◆ Exercise instructions ◆
Copy every item below word for word, but leave any pictures out of your copy.

Rows start

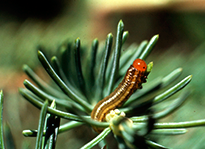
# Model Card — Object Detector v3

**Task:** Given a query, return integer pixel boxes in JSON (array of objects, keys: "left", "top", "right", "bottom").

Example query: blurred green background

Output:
[{"left": 0, "top": 0, "right": 205, "bottom": 149}]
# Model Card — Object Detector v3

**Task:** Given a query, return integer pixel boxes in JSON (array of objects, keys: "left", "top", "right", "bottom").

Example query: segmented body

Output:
[{"left": 91, "top": 59, "right": 147, "bottom": 132}]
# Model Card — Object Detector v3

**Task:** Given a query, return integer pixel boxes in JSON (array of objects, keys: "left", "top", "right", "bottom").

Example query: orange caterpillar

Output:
[{"left": 91, "top": 59, "right": 147, "bottom": 133}]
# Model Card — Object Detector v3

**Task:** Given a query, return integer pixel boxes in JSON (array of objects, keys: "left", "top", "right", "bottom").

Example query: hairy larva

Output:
[{"left": 91, "top": 59, "right": 147, "bottom": 133}]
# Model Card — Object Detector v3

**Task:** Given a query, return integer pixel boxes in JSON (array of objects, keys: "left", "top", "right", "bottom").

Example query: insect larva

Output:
[{"left": 91, "top": 59, "right": 147, "bottom": 133}]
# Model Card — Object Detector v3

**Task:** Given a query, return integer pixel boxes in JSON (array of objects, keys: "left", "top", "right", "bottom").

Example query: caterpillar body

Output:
[{"left": 91, "top": 59, "right": 147, "bottom": 133}]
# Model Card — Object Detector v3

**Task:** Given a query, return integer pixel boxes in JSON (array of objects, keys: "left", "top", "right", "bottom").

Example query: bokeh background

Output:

Rows end

◆ Reply ◆
# Model Card — Object Detector v3

**Task:** Given a query, return integer pixel boxes in JSON (array of objects, keys: "left", "top", "right", "bottom").

Example query: blurred green background

Output:
[{"left": 0, "top": 0, "right": 205, "bottom": 149}]
# Model Card — Object Detector v3

**Task:** Given a query, return integer pixel boxes in JSON (array of objects, keys: "left", "top", "right", "bottom").

Example query: segmented body

Output:
[{"left": 91, "top": 59, "right": 147, "bottom": 132}]
# Model Card — Object Detector v3

**Task:** Given a query, return integer pixel boxes in JSON (array of objects, keys: "left", "top", "right", "bottom").

Example query: orange caterpillar

Output:
[{"left": 91, "top": 59, "right": 147, "bottom": 133}]
# Model Card — Object Detector v3

**Task:** Given a query, return integer pixel boxes in JSON (array of objects, keys: "left", "top", "right", "bottom").

Example query: hairy larva

Output:
[{"left": 91, "top": 59, "right": 147, "bottom": 133}]
# Model Card — Object Detector v3

**Task:** Given a query, return integer pixel boxes in JSON (array of objects, keys: "left", "top", "right", "bottom").

Example query: insect larva

Output:
[{"left": 91, "top": 59, "right": 147, "bottom": 133}]
# Model Card — Object Detector v3

**Task:** Given a query, return integer pixel boxes in JSON (array of objects, keys: "left", "top", "right", "bottom").

Example query: caterpillar body

Output:
[{"left": 91, "top": 59, "right": 147, "bottom": 133}]
# Model Card — Object Detector v3

**Task:** Given a query, return integer pixel boxes in JSON (array of objects, keys: "left", "top", "right", "bottom").

Example query: bokeh background

Output:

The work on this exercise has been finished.